• **Exercise details**
Search the data below for the word "beanie" and copy each line that holds it.

[Records from a data collection]
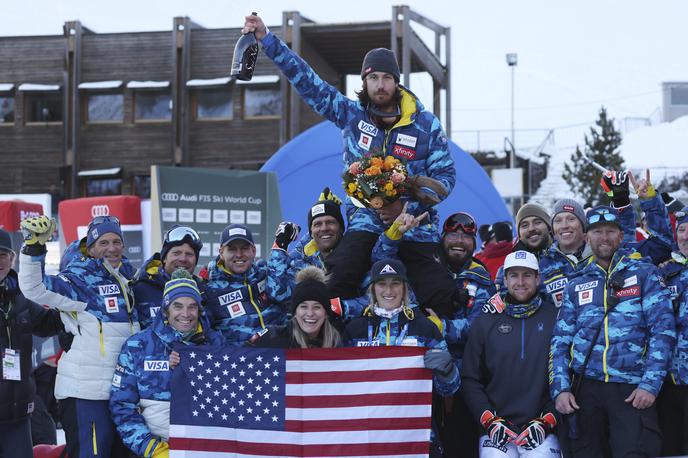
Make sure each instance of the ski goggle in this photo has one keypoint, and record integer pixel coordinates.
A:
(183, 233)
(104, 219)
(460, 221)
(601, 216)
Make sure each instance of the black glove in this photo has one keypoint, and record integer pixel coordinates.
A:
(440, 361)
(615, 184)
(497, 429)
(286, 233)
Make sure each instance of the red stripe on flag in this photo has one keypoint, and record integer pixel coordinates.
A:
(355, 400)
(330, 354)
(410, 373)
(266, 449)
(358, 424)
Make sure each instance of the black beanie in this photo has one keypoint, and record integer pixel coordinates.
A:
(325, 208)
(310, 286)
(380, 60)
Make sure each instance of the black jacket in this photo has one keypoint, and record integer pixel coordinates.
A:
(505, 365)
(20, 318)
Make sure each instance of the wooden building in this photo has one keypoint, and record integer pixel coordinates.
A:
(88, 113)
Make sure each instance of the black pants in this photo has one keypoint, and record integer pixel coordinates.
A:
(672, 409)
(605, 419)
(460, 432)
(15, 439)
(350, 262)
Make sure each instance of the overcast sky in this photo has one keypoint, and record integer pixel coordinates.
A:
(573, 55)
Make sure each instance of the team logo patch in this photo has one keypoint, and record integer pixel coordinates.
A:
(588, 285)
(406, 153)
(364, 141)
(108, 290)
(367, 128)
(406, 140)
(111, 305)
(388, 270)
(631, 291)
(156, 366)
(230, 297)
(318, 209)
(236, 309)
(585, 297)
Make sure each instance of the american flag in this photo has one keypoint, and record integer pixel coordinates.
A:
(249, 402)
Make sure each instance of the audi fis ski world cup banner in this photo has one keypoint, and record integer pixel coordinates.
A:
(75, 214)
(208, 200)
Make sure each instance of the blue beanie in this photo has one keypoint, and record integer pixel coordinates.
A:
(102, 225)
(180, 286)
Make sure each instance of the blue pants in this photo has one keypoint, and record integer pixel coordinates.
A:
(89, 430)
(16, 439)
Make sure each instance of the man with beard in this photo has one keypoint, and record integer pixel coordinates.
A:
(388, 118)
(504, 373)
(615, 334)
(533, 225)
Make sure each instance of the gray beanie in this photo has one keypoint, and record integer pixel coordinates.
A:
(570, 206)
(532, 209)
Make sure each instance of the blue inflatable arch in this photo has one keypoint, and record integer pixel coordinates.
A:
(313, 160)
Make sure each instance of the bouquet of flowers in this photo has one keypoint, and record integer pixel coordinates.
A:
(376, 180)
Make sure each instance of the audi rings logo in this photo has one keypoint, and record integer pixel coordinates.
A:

* * *

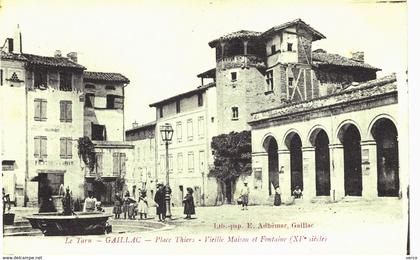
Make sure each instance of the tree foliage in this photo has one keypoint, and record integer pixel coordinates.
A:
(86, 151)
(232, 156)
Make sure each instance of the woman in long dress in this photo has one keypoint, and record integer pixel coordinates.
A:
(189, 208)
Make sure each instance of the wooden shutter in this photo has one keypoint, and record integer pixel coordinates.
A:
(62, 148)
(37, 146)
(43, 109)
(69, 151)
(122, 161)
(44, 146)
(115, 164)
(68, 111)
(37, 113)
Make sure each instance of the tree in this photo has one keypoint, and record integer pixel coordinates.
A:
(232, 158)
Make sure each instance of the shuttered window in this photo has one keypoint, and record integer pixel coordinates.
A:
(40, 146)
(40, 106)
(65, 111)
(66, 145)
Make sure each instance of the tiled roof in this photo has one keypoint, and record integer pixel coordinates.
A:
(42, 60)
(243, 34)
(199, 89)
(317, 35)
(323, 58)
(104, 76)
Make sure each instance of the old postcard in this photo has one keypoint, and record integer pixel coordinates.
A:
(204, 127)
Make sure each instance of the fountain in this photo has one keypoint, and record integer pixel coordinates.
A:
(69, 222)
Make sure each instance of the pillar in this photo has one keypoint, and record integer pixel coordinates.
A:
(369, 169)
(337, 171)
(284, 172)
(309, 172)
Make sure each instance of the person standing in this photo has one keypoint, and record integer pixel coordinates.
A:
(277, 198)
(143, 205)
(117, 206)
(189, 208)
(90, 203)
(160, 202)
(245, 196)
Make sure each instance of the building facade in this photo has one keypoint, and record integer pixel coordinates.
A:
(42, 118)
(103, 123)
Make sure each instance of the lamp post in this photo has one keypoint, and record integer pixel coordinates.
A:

---

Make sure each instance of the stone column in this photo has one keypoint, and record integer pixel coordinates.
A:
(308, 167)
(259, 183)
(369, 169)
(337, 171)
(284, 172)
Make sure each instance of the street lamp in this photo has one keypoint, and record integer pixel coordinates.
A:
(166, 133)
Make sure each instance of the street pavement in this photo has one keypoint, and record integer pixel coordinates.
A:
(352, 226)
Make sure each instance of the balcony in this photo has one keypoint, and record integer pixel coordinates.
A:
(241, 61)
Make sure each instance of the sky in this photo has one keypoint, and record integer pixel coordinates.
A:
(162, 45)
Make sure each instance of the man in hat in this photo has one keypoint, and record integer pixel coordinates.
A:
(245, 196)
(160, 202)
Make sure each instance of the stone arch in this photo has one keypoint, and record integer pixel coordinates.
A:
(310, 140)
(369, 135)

• **Solution to this exercise**
Make sure each instance of the black beanie in this photo has one keypoint, and record integer pixel coordinates.
Make sure each instance of the blue beanie in this photo has one keypoint, and record integer pixel coordinates.
Make sure each instance of the gray beanie in this photo has one keypoint, and record integer pixel coordinates.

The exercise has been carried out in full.